──────── Passage for review ────────
1 Introduction

Various reconstituted wood panel products such as plywood (PLW), particleboard (PB), medium density fiberboard (MDF) and so on, have become increasingly popular, and are being used for manufacturing furniture, cabinets, or various building products. These products are mainly bonded with formaldehyde-based resin adhesives such as urea-formaldehyde (UF) resin, melamine-urea-formaldehyde (MUF) resin, phenol-formaldehyde (PF) resins, etc. In particular, UF resin possesses some advantages such as fast curing, good performance in the panel, water solubility and lower price. In spite of these advantages, two main disadvantages of using UF resin are formaldehyde emission (FE) from the panels and lower resistance to water. The FE of wood-based panel products has been received great attention from public as well as the wood industries since formaldehyde has been known as a toxic air contaminant. In fact, the International Agency for Research on Cancer (IARC), a part of the World Health Organization (WHO) reclassified formaldehyde as ‘carcinogenic to human (Group 1)’ from ‘probable carcinogenic to human (Group 2A)’ in June 2004. In addition, an effort to reduce energy losses in houses after the energy crisis in the 1970s subsequently resulted in an increase of air tightness of indoor environment, which accelerated the FE problem. In 1980s, the first guideline for FE was adopted in Germany (Marutzky and Margosian 1995), and its regulation has been implemented in many regions around the world such as Japan, Taiwan, and California in the United State of America.
────────
- **Check your understanding**:
1. According to the introduction on wood panel adhesives, in which country was the first guideline for formaldehyde emission adopted?
2. For each statement, indicate whether it agrees with the introduction on wood panel adhesives, and quote the words that decide it: (a) UF resin is soluble in water. (b) The first guideline for formaldehyde emission was adopted in Japan. (c) Efforts to reduce energy losses in houses after the 1970s energy crisis led to a decrease in the air tightness of indoor environments.
3. Continue the introduction on wood panel adhesives from the point where it stops.
The records that follow were taken from a different source than the introduction on wood panel adhesives.
──────── Dataset records ────────
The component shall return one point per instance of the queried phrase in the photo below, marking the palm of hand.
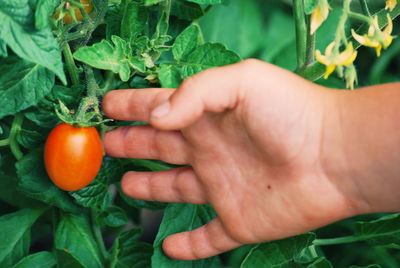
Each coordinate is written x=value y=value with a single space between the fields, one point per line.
x=256 y=163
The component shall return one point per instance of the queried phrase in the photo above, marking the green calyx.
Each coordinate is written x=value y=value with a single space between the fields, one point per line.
x=87 y=115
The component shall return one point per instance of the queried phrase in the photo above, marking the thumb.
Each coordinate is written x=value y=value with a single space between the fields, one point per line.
x=214 y=90
x=206 y=241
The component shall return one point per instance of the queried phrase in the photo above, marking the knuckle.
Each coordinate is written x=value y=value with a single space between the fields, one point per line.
x=182 y=186
x=250 y=63
x=189 y=83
────────
- **Exercise answers**:
1. Germany, in the 1980s.

2.
(a) Yes: "UF resin possesses some advantages such as fast curing, good performance in the panel, water solubility and lower price."
(b) No: "In 1980s, the first guideline for FE was adopted in Germany (Marutzky and Margosian 1995)"
(c) No: "resulted in an increase of air tightness of indoor environment, which accelerated the FE problem."

3.
FE was one of the most important aspects of UF resin in the last few decades. Amino resins such as UF resin, MUF resin, etc. are mainly responsible for the formaldehyde emission resulting from wood-based composite panels bonded with them. A few excellent reviews on this matter have been published (Meyer and Hermanns 1985; Myers 1984). The susceptibility of UF resins to hydrolysis explains the formaldehyde emission of UF resins (Dunky 1998). The lack of water resistance of UF resin adhesives also limits the use of wood-based composite panels bonded with the UF resin adhesives to non-structural and interior applications.

There are many factors affecting the FE of wood panel products (Marutzky 1989). For example, many variables such as temperature, relative humidity, air exchange rate, loading ratio, etc. could affect the FE measurements of wood-based panel products (Myers and Nagaoka 1981; Myers 1983, 1984, 1985a, 1985b). Obviously, test methods such as the desiccator method, chamber method, perforator method, or gas analysis method provide different FE values for the same wood-based product (Myers 1983). The desiccator method has been widely used for the countries in the Asia-Pacific region, such as Korea, Japan, Malaysia, Indonesia, Australia, and New Zealand while the perforator method (also called extraction method) has been conventionally used in European countries. By contrast, a large chamber method is standardized in North America. Differences in details and procedures make it difficult to compare results between the methods. Thus, different test methods make it difficult for the manufacturers of wood-based composite panels to compare the FE values measured by other test methods.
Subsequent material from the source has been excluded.